Task to carry out:
Could you retype the entries exactly as they are?
Segment Open
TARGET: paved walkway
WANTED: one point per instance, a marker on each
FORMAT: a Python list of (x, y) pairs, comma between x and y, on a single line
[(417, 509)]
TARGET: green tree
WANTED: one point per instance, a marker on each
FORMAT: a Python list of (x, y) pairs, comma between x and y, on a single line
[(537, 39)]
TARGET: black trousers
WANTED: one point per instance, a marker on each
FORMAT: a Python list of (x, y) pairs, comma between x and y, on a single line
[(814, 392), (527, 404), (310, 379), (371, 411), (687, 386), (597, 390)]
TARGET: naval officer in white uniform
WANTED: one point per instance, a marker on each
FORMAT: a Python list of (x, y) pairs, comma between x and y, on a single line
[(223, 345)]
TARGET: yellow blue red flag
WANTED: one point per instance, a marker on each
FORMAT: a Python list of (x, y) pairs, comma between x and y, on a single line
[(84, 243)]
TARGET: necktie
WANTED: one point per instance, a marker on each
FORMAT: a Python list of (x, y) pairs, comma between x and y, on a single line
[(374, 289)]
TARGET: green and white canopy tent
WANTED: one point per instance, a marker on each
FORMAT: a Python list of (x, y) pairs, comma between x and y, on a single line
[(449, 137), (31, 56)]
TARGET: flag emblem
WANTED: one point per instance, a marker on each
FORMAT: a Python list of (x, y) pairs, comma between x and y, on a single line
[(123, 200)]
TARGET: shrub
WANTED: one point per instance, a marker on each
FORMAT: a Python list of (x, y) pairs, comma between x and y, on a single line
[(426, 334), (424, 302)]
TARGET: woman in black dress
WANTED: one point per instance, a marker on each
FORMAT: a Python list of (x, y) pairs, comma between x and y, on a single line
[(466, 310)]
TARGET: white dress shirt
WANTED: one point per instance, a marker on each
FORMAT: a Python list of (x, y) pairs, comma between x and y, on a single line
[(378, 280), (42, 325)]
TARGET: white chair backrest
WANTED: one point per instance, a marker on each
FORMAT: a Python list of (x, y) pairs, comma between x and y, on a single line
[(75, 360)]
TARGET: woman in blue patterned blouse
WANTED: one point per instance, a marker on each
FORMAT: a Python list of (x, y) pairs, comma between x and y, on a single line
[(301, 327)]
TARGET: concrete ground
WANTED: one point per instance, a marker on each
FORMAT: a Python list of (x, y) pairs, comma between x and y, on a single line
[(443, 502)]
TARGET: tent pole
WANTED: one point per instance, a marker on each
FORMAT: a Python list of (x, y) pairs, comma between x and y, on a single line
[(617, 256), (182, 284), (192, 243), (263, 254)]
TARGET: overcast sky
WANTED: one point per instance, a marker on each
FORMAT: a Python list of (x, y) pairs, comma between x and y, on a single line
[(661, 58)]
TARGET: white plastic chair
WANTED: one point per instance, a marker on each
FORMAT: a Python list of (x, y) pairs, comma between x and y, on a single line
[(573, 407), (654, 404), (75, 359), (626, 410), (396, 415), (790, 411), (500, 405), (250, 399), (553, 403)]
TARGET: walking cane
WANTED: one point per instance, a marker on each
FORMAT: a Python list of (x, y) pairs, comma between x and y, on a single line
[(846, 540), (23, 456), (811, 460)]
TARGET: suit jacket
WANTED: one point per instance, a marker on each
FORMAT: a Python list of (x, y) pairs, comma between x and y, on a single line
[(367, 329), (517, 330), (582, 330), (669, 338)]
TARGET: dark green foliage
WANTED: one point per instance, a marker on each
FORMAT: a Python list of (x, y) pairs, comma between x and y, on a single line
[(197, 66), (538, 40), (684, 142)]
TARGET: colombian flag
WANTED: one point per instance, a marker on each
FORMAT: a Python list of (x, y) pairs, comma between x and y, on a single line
Segment Closed
Task result:
TARGET: paved walkway
WANTED: one point per instance, a marker on each
FORMAT: a Python list of (x, y) pairs, comma between x and y, on a single line
[(417, 509)]
TARGET: green tree
WANTED: one point per instance, a marker on each
FORMAT: a Python list of (x, y) pairs, comma between x and y, on a single line
[(537, 39)]
TARGET: black trousers
WANTED: one point per instance, a marker on each
FORMAT: a Python list of (x, y) pairs, comma between x and y, on a single line
[(814, 392), (527, 404), (310, 379), (371, 411), (687, 386), (597, 390)]
TARGET: naval officer in white uniform
WANTED: one point per instance, a marker on each
FORMAT: a Python list of (x, y) pairs, comma between x and y, on a single line
[(223, 345)]
TARGET: yellow blue red flag
WANTED: one point per instance, a marker on each
FORMAT: a Python list of (x, y) pairs, comma between x and y, on a single line
[(84, 243)]
TARGET: necktie
WANTED: one point per instance, a marker on each
FORMAT: a Python list of (x, y) pairs, comma between x and y, on a single line
[(374, 289)]
TARGET: green and white canopy tent
WANTED: one point per instance, a marker on each
FORMAT: a Python list of (x, y) pairs, comma between x and y, on a single line
[(449, 137), (31, 56)]
TARGET: flag emblem
WANTED: one point per instance, a marker on each
FORMAT: a Python list of (x, y) pairs, comma between x and y, on a single line
[(123, 200)]
TARGET: shrub
WANTED: one point per instance, a marker on each
FORMAT: a Python list of (x, y) pairs, comma between x and y, on a single line
[(426, 334), (424, 302)]
TARGET: woman in black dress
WANTED: one point per instance, a marker on each
FORMAT: a Python list of (x, y) pairs, comma between x and y, on a single line
[(466, 310)]
TARGET: white dress shirt
WANTED: one point per instance, a marker on each
FORMAT: a Python list of (x, y) pairs, comma between x and y, on a single line
[(378, 280), (42, 325)]
TARGET: white chair backrest
WANTED: one point per instance, a marker on each
FORMAT: a Python list of (x, y) pairs, comma between x and y, on a single line
[(75, 360)]
TARGET: woman in blue patterned blouse
WANTED: one point per instance, a marker on each
FORMAT: a Python list of (x, y) pairs, comma between x and y, on a single line
[(301, 327)]
TARGET: concrete ground
WANTED: one point per instance, a marker on each
FORMAT: a Python list of (x, y) pairs, comma between x and y, on a single line
[(443, 502)]
TARGET: tent pole
WANTED: one point per instance, a marker on each
FORMAT: a Python list of (x, y) pairs, comma between x and y, on a single line
[(617, 256), (182, 284), (192, 243), (263, 254)]
TARGET: overcast sky
WANTED: one point per instance, a marker on each
FORMAT: a Python list of (x, y) pairs, comma between x and y, on a single line
[(661, 58)]
TARGET: white plastic chair
WANTED: one point per instance, a marker on each
FORMAT: a Python list of (x, y) pairs, comma between x and y, on a single line
[(573, 407), (654, 404), (75, 359), (626, 410), (396, 415), (790, 411), (500, 405), (250, 399), (553, 403)]
TARGET: walking cane
WANTED: one point per instance, a marker on each
FORMAT: a Python list of (x, y) pairs, comma between x and y, on a single line
[(846, 540), (23, 456), (811, 460)]
TARGET: suit jacket
WANTED: one point per instance, a marker on each
FORMAT: a Python list of (x, y) pairs, comma between x and y, on a single line
[(367, 329), (517, 330), (582, 330), (669, 338)]
TARGET: dark green foliage
WANTED: one point per instance, a marker on each
FORMAT: a Python list of (x, y) pairs, comma between x and y, on a single line
[(197, 66), (538, 40), (684, 142)]
TARGET: colombian flag
WANTED: one point per instance, a marker on each
FORMAT: a Python list of (x, y) pairs, comma between x and y, on a single line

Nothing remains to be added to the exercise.